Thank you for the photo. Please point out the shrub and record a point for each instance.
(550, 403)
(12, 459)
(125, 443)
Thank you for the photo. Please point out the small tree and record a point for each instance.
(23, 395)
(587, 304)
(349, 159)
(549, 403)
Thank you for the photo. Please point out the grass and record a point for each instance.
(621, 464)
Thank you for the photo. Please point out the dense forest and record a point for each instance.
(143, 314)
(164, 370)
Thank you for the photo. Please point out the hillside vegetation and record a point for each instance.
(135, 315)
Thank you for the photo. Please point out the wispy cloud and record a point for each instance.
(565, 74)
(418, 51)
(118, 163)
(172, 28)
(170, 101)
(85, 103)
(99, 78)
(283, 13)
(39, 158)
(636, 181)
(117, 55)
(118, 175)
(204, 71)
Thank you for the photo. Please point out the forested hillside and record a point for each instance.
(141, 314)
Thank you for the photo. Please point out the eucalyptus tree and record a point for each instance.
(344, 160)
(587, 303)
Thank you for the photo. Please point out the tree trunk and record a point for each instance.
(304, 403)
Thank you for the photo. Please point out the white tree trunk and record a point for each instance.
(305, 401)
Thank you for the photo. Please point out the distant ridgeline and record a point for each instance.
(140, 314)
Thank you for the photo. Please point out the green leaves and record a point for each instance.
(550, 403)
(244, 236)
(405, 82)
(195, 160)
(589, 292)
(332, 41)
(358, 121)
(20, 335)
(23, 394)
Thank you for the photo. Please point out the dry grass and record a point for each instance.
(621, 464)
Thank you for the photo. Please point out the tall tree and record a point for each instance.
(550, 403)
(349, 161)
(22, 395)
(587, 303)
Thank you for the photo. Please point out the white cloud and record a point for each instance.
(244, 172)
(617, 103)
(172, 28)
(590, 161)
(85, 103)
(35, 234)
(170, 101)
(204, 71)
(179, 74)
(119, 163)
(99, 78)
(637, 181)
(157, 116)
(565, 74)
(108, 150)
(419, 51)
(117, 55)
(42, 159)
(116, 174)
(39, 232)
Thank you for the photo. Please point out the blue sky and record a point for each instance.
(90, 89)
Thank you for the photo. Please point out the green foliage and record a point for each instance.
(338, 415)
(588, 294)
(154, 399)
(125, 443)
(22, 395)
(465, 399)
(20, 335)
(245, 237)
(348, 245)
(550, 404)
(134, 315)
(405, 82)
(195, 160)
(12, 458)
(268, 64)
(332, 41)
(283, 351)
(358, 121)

• Work instructions: Rewrite the data from the line that has "Thank you for the photo. Please point out the eucalyptus" through the last line, changing "white cloud" to "puffy cloud" and leaving everything else unchanged.

• Task solution:
Thank you for the photo. Please point out the eucalyptus tree and record a point for each instance.
(344, 160)
(587, 303)
Thank you for the photo. Please point out the tree trunk and record a point for each instance.
(304, 403)
Thank you for the photo. Please point out the white tree trunk and record a point for each instance.
(305, 401)
Thank you for the photo. Please point out the distant ridgeline and record a point for each instance.
(140, 314)
Thank you for the photo. Please point out the green leaves and record a point for each instance.
(550, 403)
(244, 236)
(405, 82)
(195, 160)
(589, 292)
(332, 41)
(358, 121)
(20, 335)
(23, 394)
Thank you for the photo. Please point out the dry grass and record a point for each instance.
(621, 464)
Thank you for the photo. Please point out the tall tree and record a point for each instance.
(550, 403)
(349, 161)
(22, 395)
(587, 303)
Thank you for the photo. Please point out the puffy cloud and record a point for each instance.
(244, 172)
(617, 103)
(172, 28)
(590, 161)
(85, 103)
(35, 234)
(170, 101)
(204, 71)
(179, 74)
(119, 163)
(99, 78)
(637, 181)
(157, 116)
(565, 74)
(108, 150)
(419, 51)
(117, 55)
(42, 159)
(116, 174)
(39, 232)
Thank you for the photo. Please point out the blue sky and record a point for each instance.
(90, 89)
Thank you for the photo. Please point out the green foliage and record a point for each instance.
(338, 415)
(588, 294)
(154, 399)
(125, 443)
(22, 395)
(465, 399)
(20, 335)
(245, 237)
(348, 245)
(550, 404)
(134, 315)
(405, 82)
(195, 160)
(12, 458)
(268, 64)
(332, 41)
(283, 351)
(358, 121)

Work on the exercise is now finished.